* **DATASET ENTRIES**:
++++++++++++++++++++
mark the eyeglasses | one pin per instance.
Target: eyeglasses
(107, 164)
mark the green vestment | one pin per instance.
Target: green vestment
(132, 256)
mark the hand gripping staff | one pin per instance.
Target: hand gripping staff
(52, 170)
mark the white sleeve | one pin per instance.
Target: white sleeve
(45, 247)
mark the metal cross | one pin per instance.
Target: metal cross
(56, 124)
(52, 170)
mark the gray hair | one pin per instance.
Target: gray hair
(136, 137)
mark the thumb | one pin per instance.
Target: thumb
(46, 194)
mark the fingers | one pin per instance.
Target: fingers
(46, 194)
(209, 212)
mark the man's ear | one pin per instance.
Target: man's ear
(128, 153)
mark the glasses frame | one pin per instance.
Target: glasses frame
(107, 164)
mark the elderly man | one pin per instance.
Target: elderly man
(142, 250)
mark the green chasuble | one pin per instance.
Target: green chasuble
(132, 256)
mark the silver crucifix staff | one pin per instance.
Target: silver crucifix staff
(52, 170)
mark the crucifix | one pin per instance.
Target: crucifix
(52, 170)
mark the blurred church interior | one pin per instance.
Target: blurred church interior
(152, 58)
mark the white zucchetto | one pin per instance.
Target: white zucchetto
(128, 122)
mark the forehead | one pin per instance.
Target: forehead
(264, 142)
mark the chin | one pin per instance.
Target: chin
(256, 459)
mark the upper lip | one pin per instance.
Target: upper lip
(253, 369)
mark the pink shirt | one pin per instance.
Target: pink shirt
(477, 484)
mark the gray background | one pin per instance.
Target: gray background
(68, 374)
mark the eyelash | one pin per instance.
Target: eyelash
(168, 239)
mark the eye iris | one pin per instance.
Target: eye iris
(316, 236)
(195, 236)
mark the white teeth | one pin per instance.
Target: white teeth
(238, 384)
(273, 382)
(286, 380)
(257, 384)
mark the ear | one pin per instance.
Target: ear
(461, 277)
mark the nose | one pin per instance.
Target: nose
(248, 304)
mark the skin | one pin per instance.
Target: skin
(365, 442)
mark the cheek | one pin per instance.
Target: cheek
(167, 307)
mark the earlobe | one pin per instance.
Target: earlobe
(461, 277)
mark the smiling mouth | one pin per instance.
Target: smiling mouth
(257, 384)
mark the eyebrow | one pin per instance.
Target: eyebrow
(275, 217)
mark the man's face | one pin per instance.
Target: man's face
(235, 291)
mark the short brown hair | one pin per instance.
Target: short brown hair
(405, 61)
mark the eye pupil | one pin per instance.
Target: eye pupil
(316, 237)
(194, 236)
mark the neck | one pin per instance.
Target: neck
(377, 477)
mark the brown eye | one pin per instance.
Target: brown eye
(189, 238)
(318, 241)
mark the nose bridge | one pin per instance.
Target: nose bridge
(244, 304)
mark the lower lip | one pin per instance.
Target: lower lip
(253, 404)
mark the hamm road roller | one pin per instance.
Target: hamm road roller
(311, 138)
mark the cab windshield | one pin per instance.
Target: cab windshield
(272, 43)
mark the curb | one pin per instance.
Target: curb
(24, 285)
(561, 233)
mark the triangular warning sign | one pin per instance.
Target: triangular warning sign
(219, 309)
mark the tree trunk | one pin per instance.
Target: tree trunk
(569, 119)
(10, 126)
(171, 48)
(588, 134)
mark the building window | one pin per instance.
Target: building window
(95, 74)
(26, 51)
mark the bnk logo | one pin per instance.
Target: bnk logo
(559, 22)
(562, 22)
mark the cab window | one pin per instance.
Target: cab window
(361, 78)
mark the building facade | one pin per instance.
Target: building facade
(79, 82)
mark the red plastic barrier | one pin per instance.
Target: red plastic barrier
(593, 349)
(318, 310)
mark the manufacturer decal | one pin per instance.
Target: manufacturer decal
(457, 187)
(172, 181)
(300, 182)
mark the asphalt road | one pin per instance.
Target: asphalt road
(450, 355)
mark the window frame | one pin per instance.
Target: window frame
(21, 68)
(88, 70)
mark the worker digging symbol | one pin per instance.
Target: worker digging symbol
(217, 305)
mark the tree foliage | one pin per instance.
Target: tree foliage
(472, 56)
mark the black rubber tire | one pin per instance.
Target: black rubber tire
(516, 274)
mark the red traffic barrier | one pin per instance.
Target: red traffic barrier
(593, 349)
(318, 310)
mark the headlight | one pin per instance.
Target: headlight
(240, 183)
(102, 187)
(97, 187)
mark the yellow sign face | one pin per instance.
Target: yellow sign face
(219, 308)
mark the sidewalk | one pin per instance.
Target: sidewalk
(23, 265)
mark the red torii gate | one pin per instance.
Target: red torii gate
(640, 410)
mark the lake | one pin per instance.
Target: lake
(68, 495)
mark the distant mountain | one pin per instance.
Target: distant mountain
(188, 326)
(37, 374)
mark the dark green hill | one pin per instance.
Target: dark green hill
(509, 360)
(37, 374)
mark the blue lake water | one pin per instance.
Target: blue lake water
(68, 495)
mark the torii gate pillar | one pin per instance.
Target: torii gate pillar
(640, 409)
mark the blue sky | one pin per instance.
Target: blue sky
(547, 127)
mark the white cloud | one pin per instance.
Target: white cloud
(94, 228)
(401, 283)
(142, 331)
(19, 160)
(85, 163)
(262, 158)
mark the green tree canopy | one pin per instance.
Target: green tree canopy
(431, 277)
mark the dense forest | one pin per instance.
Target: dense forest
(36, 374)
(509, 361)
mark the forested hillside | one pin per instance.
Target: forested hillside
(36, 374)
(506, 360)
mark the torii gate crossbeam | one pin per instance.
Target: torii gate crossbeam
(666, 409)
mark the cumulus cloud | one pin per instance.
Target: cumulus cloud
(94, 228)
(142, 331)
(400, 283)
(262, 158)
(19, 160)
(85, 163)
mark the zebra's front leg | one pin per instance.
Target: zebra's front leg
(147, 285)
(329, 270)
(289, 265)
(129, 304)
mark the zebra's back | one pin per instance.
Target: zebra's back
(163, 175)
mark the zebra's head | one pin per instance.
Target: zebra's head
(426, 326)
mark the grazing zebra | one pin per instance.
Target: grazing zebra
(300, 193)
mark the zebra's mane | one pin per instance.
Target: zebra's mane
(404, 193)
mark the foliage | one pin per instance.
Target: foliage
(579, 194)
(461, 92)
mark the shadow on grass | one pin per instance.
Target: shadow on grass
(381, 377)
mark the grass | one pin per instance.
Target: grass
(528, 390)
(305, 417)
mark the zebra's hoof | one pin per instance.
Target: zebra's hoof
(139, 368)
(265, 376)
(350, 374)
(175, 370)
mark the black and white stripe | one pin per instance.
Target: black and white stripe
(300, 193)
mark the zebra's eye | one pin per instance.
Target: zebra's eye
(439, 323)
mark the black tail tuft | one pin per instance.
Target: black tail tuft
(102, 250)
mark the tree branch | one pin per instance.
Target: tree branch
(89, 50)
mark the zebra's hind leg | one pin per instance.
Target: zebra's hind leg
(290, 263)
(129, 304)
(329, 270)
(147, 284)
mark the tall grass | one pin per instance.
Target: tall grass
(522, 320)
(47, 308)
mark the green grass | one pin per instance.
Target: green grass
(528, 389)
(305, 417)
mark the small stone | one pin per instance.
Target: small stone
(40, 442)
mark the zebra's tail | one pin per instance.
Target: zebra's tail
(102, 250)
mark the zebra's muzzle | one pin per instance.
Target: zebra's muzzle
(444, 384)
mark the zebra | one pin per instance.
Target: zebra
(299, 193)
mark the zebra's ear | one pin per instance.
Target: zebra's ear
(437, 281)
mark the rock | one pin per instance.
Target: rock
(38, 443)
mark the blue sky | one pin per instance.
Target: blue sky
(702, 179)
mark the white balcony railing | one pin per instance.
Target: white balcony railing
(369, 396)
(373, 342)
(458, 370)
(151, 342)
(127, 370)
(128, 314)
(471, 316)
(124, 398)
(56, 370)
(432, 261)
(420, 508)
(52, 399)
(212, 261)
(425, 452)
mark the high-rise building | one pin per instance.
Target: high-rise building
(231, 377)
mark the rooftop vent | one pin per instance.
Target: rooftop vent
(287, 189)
++++++++++++++++++++
* **WORK TO DO**: Only the lines from the one that contains "mark the green grass | one pin per instance." to the end of the data should be output, exactly as they appear.

* **EXERCISE RESPONSE**:
mark the green grass | one pin per instance.
Target: green grass
(528, 389)
(305, 417)
mark the small stone | one pin per instance.
Target: small stone
(40, 442)
mark the zebra's tail | one pin per instance.
Target: zebra's tail
(102, 250)
mark the zebra's muzzle | one pin per instance.
Target: zebra's muzzle
(444, 384)
mark the zebra | one pin per instance.
Target: zebra
(299, 193)
mark the zebra's ear | one pin per instance.
Target: zebra's ear
(437, 281)
mark the rock | one pin per instance.
Target: rock
(38, 443)
mark the blue sky | one pin per instance.
Target: blue sky
(702, 179)
mark the white balcony railing | one pin per instance.
Target: white balcony railing
(369, 396)
(373, 342)
(458, 370)
(151, 342)
(127, 370)
(128, 314)
(471, 316)
(124, 398)
(56, 370)
(432, 261)
(420, 508)
(52, 399)
(212, 261)
(425, 452)
mark the high-rise building | one pin per instance.
Target: high-rise building
(231, 377)
mark the rooftop vent | one pin per instance.
Target: rooftop vent
(287, 189)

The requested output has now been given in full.